__EXERCISE DIRECTIONS__
Arrange every row below into a numbered list, leaving out blank lines and pictures.

┌──

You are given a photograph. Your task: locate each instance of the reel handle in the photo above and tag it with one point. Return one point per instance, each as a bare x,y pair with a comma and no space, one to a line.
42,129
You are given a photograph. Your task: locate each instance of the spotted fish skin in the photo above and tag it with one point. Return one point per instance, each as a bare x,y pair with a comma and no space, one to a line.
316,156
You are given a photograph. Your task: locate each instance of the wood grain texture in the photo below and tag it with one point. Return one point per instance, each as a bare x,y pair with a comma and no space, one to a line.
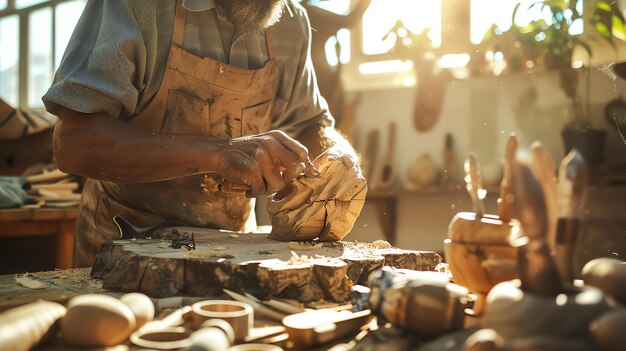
326,207
249,262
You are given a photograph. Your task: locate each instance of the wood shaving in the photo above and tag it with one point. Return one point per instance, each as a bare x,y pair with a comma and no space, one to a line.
304,245
381,244
30,283
297,260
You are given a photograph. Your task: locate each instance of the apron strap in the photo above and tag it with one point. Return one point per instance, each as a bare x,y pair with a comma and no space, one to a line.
269,42
179,24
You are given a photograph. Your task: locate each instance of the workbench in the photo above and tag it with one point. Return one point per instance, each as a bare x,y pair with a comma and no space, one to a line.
57,222
62,285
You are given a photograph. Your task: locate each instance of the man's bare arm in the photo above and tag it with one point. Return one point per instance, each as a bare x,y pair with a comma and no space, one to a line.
321,138
100,147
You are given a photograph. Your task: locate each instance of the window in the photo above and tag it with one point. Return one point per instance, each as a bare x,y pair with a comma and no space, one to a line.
33,37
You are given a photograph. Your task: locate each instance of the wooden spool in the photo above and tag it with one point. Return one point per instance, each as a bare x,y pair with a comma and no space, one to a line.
245,262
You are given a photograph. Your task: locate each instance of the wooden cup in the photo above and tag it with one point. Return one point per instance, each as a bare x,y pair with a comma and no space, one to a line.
238,314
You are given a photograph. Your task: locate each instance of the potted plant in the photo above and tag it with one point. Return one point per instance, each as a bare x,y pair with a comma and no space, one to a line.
551,44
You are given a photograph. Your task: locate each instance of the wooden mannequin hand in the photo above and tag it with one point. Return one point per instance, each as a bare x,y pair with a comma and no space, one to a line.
264,161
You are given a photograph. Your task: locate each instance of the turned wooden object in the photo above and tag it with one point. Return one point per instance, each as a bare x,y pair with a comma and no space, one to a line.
26,326
245,262
97,321
517,314
479,254
479,249
537,269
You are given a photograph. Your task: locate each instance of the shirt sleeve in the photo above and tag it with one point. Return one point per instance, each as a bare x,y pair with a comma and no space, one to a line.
306,107
104,67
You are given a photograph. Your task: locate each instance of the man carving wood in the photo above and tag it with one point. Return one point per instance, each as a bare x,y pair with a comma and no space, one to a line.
161,101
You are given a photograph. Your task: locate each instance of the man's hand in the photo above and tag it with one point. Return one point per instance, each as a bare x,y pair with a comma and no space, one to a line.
265,162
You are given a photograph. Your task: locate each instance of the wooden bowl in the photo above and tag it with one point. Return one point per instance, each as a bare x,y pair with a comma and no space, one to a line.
479,267
489,229
238,314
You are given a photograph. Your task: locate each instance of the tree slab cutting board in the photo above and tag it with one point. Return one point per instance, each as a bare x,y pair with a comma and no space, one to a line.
246,263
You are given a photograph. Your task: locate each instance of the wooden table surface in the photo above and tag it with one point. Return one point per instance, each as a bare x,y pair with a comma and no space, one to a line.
58,222
62,285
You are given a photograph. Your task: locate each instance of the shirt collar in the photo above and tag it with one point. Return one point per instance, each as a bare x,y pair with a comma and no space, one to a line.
198,5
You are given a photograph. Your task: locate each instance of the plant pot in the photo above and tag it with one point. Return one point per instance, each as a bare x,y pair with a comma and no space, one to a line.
589,142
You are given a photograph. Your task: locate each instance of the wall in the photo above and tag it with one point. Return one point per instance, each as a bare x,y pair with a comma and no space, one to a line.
480,113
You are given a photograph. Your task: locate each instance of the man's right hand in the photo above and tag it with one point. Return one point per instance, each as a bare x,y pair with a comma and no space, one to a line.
265,161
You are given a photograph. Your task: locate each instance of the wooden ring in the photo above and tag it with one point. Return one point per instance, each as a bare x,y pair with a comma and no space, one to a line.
163,339
255,347
238,314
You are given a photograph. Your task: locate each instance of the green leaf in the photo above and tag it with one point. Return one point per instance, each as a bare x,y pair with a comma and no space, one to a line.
603,6
618,29
603,29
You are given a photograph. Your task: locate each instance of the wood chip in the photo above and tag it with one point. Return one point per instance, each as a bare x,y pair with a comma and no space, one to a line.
304,246
31,283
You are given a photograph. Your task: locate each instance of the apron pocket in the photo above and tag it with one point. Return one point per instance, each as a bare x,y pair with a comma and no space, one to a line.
185,114
257,118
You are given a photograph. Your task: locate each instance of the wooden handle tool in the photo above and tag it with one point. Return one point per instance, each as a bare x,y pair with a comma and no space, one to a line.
537,269
474,185
572,189
543,168
505,202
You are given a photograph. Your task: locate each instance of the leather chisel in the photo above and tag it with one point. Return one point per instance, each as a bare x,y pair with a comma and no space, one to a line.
572,187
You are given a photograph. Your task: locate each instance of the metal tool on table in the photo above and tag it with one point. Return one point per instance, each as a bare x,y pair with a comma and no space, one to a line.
228,186
474,185
572,188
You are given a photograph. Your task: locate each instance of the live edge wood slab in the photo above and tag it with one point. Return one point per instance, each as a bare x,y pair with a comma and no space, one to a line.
245,262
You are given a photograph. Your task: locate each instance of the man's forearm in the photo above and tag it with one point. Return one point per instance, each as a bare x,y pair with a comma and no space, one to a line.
100,147
321,138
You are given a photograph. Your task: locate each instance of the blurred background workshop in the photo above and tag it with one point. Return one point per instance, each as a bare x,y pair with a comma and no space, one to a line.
313,174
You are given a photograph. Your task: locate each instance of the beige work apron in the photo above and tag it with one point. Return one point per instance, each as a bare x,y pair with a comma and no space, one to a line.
200,96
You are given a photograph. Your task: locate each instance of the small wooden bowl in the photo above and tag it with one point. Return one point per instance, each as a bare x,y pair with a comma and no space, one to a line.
479,267
489,229
238,314
174,338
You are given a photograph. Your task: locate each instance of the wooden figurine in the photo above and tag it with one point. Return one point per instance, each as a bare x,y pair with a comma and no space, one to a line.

└──

__RESULT BELOW__
1. You are given a photograph. Your task: locate each instance of the reel handle in the photo above and tag it with one point. Return one point per instance, each as a bare x,y pair with a comma and no space, one to a line.
2. 42,129
3. You are given a photograph. Your task: locate each instance of the spotted fish skin in the photo above and tag it with one point. Return one point per instance, each as a bare x,y pair with a comma and no space, one to a line.
4. 316,156
5. You are given a photograph. Your task: locate each instance of the wood grain texture in the photo below and tag it with one point. Return one point per instance, each as a bare x,y pair with a comma and no space, one to a line.
6. 326,207
7. 249,262
8. You are given a photograph. Your task: locate each instance of the wood shaving in the photo above and tag it with one point. Return one point per instance, each as a bare x,y pair with a comma and no space, one to a line.
9. 304,245
10. 381,244
11. 30,283
12. 297,260
13. You are given a photograph. Your task: locate each instance of the apron strap in the photo above and tag it with one point. Return one point per instance, each as a bare x,y pair with a comma and no space, one to a line.
14. 269,42
15. 179,24
16. You are given a photograph. Your task: locate each instance of the workbench in the photo above and tag it with one point. Return one point per instance, each as a bare x,y pair with a comma and no space, one to a line.
17. 57,222
18. 62,285
19. You are given a photograph. Your task: locate each instance of the man's bare arm in the photo above and tag it with one point. Return one point per instance, each as a bare x,y pair with a comma and no space, one to a line.
20. 321,138
21. 100,147
22. You are given a photograph. Your task: locate each instance of the window in the photo above and tag it with one point. Return one point per instance, each as a bare x,y pair with a comma and no space, one to a line.
23. 33,37
24. You are given a photograph. Your task: locate each instance of the wooden spool in the photo above and tag it with one point. Return one point per instance, each as a bare x,y pair with a comma and no space, one to a line.
25. 245,262
26. You are given a photograph. Your task: locate each instance of the wooden cup in the photo above and tag it with one point. Return one point per instance, each as a bare x,y pair with a comma and no space, one to a line.
27. 238,314
28. You are given a photograph. Your task: locate each instance of the potted plant in the photo above and tag it with one point. Return one point per instance, each as a bare x,y pair with a comma and no space, one to a line.
29. 551,44
30. You are given a photograph. Your task: locate each instance of the wooden mannequin hand in the photo above and tag it with one point. Return one point per instance, each as a bare x,y pair with a comma and no space, one to a line.
31. 264,161
32. You are given a photograph. Your task: locate each instance of the turned wooden object in the photo above and tag it with one point. Return one point per instance, each as a bare x,y pair with a comma and no space, one to a line.
33. 26,326
34. 245,262
35. 97,321
36. 517,314
37. 479,254
38. 479,249
39. 537,269
40. You are given a photograph. Your task: locate each instance of the shirt sleeve in the photo above and tag it with one point. Return one point per instance, each as a bare x,y pair with a comma and no space, one to a line.
41. 306,107
42. 104,67
43. You are given a photograph. Your task: locate each instance of the man carving wood in the photo above and tag it with one point. Return one point per instance, each as a bare x,y pair with a comma and no space, one to a line.
44. 161,101
45. You are given a photograph. Your task: locate each instance of the man's hand in the photo above and tag it with one point. Return one point per instance, each as a bare x,y pair with a comma and no space, one to a line.
46. 265,162
47. You are given a photograph. Your task: locate each instance of the wooden bowl in the photo above and tag it with one point. Return one point per instance, each as a bare x,y pair with a comma and no space, one to a line.
48. 479,267
49. 489,229
50. 238,314
51. You are given a photograph. Your task: locate each instance of the tree slab cutting board in the photo above and tag it with one point. Return one point per instance, each as a bare x,y pair with a comma and no space, one to a line.
52. 246,263
53. You are given a photograph. Your task: locate each instance of the wooden table surface in the photo above and tag it with one point. Return one point per instance, each as a bare x,y pair with a comma and no space, one to a line.
54. 58,222
55. 62,285
56. You are given a photograph. Your task: locate each instance of the shirt collar in the photo above and tag it with one point. Return one point per instance, each as a bare x,y pair with a comma and no space, one to a line.
57. 198,5
58. You are given a photograph. Your task: locate each instance of the plant pot in the photo above and tag it with one point. Return one point per instance, each as a bare x,y pair with a comma and no space, one to a line.
59. 589,142
60. You are given a photograph. Your task: locate each instance of the wall in the photo above and tag it with one point. Return one point per instance, each as a bare x,y pair with a comma and no space, one to a line.
61. 480,113
62. You are given a photograph. Your task: locate each instance of the man's right hand in the photo above and tag it with one point. Return one point per instance, each as a bare x,y pair with a comma and no space, one to a line.
63. 265,161
64. You are given a photograph. Your task: locate each instance of the wooden ring in the photo above and tag it with one point. Return one point per instance, each as a bare x,y pair with a comma and no space, one to a line.
65. 163,339
66. 255,347
67. 238,314
68. You are given a photograph. Your task: locate each instance of the green leaf in the photo above and tag it with one point. Return one point per instance, each as a bare x,y pair with a comma and no space, one to a line.
69. 603,6
70. 618,29
71. 603,29
72. You are given a photograph. Your task: locate each instance of the wood chip in the photo above and tag it with one point. Return one point per instance, each as a bare x,y pair with a comma and no space, one to a line.
73. 304,246
74. 31,283
75. You are given a photograph. Your task: locate each instance of the apron pocket in the photo above and tag it with one point. Return one point per instance, each as a bare x,y pair with a comma and no space, one to a line.
76. 185,114
77. 257,118
78. You are given a photograph. Your task: locate each instance of the wooden handle tool in the photo above and tag it with one point. Return one point per instance, each as a bare x,y pair with a comma and no space, one to a line.
79. 537,269
80. 474,185
81. 572,189
82. 543,168
83. 505,202
84. You are given a photograph. Your task: locate each instance of the leather chisel in the photo above and tag it with one point. Return one point per instance, each as a bare x,y pair with a comma and no space, one to a line.
85. 572,187
86. You are given a photograph. Your task: locate each instance of the metal tool on table in the photo above and tag it with one point. Return one point per instance, each as a bare x,y pair with a comma and no space, one to a line.
87. 228,186
88. 474,185
89. 572,188
90. You are given a photograph. Your task: locate each instance of the live edge wood slab in the photo above and tag it with one point. Return one point per instance, each as a bare x,y pair with a comma and no space, one to a line.
91. 245,262
92. You are given a photograph. Your task: locate each instance of the man's forearm in the photo above and tag it with one point. Return one point per instance, each as a bare x,y pair with a comma and no space, one to a line.
93. 100,147
94. 321,138
95. You are given a photograph. Your task: locate each instance of the blurred background workshop in the photo above and tag it with one point. Return one point per instance, each as a bare x,y pair with a comma and no space, one to a line.
96. 313,174
97. You are given a photograph. Your task: locate each instance of the beige work apron in the photo above and tag it with one point. Return one point per instance, each as a bare x,y pair with a comma and no space, one to a line.
98. 200,96
99. You are given a photograph. Your task: locate each instance of the small wooden bowl in the photo above and tag it with one point. Return one point per instance, each as a bare x,y pair with a comma and no space, one to a line.
100. 479,267
101. 489,229
102. 238,314
103. 174,338
104. You are given a photograph. Your task: locate each instance of the wooden figurine in the photo above and tag it with one point. Return one point per instance, each as a bare x,y pair with a comma and no space, one to a line.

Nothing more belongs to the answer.